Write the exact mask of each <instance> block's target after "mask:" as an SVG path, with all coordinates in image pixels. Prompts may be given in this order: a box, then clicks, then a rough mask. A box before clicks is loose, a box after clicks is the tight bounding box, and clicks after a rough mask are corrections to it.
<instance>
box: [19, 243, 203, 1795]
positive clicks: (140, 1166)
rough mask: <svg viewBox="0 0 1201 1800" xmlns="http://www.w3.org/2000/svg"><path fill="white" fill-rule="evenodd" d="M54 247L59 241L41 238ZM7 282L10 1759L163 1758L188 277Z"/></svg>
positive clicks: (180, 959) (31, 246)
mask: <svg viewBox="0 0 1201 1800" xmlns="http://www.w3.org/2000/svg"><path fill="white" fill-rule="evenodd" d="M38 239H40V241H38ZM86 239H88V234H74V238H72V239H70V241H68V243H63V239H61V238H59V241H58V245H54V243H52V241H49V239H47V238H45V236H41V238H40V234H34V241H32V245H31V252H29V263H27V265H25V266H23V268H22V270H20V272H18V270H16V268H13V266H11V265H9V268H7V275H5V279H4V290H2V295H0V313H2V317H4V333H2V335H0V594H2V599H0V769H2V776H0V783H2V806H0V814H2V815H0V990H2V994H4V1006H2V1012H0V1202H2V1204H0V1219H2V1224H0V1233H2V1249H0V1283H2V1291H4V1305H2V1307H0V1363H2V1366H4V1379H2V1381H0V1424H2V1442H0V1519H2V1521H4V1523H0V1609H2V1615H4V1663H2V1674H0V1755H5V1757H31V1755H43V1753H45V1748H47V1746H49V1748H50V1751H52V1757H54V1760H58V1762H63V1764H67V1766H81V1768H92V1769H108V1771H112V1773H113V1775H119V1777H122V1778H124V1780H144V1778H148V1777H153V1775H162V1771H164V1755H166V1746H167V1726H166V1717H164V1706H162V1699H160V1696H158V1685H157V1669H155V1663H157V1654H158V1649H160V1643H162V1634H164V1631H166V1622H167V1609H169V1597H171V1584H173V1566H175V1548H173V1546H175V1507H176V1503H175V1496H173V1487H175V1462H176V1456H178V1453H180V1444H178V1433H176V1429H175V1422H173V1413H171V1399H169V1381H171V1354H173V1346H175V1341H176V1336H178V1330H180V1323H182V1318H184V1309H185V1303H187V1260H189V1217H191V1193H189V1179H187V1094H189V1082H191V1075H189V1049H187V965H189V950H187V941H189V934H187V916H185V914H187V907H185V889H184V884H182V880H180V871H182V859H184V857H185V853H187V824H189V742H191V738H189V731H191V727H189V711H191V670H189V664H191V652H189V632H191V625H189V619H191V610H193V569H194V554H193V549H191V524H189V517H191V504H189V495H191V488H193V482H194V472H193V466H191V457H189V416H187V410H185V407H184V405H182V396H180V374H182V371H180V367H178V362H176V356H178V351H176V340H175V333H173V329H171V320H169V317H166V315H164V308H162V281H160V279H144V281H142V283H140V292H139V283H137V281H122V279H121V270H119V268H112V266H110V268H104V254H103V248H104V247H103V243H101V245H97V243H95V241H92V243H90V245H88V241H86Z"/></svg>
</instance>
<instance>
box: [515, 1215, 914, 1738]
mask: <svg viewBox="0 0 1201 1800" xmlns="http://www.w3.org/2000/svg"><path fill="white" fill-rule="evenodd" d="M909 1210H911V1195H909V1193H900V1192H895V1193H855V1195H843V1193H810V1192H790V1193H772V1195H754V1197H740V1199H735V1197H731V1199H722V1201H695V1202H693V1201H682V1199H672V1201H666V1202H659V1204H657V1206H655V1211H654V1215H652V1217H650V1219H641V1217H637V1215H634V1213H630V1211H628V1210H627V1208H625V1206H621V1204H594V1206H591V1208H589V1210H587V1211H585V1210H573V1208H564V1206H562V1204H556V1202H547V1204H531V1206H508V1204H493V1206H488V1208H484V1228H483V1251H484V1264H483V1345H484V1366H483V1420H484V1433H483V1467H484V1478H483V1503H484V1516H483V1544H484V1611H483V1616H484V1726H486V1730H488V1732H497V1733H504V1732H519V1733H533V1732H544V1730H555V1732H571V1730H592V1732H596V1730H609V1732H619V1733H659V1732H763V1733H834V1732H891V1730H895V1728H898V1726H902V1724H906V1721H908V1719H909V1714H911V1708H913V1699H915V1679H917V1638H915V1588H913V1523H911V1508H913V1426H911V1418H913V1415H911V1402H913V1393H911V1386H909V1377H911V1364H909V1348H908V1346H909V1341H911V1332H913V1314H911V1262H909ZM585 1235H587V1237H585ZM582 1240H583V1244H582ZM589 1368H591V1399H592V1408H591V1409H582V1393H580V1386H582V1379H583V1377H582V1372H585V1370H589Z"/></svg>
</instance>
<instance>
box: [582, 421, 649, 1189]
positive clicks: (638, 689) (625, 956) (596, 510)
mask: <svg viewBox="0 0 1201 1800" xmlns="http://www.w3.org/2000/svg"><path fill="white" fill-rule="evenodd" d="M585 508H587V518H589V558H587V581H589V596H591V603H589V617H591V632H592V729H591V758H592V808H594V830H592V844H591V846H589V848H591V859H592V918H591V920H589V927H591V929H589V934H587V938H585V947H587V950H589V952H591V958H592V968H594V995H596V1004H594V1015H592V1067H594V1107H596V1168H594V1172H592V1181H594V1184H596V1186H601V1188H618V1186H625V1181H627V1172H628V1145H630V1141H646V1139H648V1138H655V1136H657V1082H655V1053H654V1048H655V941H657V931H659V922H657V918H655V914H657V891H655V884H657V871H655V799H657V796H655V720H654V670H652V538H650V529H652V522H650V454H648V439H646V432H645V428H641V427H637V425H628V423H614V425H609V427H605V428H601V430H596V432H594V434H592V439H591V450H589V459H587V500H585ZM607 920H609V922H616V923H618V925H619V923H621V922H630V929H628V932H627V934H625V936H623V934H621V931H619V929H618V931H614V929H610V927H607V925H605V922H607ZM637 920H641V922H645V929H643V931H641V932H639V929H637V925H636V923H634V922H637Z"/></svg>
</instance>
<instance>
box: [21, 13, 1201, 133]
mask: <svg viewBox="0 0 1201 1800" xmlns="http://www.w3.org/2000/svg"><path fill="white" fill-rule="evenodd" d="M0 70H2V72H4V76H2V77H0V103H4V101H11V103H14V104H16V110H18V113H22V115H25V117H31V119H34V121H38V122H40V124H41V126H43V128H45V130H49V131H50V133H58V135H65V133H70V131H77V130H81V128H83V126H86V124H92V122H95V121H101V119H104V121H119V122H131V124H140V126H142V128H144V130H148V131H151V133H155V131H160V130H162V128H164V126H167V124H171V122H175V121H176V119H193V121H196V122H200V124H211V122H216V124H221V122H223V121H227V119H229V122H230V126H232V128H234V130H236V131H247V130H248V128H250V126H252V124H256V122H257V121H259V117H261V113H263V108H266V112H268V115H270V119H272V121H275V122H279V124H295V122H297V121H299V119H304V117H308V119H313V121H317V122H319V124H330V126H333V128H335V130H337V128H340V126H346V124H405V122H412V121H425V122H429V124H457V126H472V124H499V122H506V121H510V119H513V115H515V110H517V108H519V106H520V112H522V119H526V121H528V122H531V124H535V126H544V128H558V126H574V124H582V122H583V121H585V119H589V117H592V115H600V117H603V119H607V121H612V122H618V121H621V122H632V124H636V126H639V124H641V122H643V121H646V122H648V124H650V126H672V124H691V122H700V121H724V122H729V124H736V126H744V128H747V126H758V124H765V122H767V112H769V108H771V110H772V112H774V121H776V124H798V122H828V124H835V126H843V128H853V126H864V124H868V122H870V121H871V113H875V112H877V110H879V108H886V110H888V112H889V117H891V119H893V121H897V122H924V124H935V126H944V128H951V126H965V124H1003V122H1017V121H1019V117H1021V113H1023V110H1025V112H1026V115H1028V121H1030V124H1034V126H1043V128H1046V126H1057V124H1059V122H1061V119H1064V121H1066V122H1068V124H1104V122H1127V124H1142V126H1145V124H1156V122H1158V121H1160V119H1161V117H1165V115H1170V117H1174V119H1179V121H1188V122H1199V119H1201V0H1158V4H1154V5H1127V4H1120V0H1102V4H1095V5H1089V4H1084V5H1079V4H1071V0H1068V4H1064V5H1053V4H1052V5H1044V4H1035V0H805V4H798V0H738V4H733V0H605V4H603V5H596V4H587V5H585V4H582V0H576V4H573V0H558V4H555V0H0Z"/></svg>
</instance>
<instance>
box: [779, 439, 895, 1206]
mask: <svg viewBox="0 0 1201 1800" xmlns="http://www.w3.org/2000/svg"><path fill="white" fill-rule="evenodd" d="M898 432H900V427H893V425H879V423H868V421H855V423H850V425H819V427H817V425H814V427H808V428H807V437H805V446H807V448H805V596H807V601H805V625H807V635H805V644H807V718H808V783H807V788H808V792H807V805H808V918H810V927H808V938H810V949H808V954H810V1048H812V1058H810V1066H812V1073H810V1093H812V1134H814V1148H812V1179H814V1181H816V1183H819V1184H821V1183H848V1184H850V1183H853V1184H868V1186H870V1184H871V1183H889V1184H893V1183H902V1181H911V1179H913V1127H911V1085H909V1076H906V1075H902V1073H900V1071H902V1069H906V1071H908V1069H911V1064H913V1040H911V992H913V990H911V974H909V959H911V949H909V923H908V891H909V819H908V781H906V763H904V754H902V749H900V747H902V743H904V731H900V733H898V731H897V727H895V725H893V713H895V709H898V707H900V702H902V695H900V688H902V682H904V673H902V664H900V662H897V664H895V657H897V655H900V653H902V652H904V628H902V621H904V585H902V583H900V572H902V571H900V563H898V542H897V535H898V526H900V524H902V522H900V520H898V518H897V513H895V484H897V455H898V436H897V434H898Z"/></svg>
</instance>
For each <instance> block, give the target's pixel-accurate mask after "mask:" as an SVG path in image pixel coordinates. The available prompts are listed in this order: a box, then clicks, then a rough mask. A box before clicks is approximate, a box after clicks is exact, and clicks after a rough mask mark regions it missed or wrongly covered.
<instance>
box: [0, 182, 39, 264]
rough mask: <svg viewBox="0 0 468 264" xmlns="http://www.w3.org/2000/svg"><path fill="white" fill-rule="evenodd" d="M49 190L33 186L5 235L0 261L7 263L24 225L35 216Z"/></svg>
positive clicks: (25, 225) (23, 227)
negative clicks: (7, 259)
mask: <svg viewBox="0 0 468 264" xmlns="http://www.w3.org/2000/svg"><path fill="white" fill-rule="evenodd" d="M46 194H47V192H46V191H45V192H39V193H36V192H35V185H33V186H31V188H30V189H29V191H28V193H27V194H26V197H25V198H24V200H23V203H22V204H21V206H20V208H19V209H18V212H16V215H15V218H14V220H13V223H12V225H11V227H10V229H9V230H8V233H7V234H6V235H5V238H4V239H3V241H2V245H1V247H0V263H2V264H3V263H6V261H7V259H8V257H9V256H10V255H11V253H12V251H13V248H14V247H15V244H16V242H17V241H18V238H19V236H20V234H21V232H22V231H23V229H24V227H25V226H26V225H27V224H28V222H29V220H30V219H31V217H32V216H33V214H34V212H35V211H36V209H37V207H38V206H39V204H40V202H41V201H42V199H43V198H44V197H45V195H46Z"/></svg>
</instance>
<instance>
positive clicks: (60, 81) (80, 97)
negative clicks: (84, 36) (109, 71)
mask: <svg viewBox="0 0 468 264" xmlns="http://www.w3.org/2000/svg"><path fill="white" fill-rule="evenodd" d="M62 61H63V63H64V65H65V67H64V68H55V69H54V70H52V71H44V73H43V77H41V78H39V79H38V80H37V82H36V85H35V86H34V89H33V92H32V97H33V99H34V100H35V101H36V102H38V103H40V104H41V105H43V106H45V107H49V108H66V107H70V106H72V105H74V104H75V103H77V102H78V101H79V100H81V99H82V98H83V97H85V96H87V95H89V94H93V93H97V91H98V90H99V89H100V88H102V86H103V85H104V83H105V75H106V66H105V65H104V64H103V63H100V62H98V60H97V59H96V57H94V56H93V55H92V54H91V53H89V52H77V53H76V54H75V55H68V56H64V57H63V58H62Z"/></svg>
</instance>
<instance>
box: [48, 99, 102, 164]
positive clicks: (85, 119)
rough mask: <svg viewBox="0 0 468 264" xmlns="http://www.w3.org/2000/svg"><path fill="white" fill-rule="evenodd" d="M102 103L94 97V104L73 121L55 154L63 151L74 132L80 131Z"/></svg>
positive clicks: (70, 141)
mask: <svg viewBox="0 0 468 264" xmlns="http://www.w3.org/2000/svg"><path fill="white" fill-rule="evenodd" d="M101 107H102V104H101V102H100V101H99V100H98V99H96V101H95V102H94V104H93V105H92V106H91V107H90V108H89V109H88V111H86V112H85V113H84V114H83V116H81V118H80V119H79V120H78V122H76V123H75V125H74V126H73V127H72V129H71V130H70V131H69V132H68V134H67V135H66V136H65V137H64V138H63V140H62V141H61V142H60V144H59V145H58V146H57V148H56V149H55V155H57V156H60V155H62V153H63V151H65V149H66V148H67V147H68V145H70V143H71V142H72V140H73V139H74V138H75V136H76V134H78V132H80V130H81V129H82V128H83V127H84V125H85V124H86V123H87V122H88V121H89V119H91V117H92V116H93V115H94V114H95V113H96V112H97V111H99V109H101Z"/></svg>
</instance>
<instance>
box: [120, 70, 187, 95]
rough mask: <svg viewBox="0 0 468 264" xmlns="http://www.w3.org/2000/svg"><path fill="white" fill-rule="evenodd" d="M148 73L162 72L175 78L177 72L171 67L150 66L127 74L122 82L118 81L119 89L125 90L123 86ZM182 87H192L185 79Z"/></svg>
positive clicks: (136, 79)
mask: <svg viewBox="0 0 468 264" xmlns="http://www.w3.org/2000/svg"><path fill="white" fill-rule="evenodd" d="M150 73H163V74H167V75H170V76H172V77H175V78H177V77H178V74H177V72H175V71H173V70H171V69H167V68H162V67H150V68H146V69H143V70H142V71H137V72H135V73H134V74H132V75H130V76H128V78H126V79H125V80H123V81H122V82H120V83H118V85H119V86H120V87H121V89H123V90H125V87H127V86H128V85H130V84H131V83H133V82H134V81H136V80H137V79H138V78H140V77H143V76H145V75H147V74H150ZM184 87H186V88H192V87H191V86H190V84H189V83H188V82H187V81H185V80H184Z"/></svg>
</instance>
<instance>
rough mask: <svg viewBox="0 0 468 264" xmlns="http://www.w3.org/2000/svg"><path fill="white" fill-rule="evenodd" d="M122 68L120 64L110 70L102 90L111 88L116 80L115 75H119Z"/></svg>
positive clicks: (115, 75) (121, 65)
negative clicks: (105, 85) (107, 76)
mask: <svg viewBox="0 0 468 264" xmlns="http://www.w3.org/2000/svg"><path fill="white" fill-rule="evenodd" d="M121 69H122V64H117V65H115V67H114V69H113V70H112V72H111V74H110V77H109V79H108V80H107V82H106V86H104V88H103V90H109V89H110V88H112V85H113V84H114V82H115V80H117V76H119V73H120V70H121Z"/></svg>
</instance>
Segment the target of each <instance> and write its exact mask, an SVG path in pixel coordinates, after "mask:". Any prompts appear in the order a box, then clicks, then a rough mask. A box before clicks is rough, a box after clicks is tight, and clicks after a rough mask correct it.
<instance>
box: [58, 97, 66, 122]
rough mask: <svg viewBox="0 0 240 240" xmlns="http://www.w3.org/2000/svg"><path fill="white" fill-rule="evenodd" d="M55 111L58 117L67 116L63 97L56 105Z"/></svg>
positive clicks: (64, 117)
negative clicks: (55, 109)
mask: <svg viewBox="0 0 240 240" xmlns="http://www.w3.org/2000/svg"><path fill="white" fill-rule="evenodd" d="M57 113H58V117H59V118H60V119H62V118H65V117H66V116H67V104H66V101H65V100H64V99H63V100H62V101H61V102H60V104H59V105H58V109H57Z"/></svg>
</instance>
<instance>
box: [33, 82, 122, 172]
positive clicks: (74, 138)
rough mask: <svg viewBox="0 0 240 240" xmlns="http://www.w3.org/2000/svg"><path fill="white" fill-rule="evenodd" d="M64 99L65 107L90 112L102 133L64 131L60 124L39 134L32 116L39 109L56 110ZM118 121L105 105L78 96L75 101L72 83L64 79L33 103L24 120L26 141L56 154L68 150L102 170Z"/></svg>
☆ ☆ ☆ ☆ ☆ ☆ ☆
PROBLEM ▸
Scan the entries for lines with the word "order". The number of such lines is the whole answer.

SOLUTION TO THIS EXERCISE ▸
3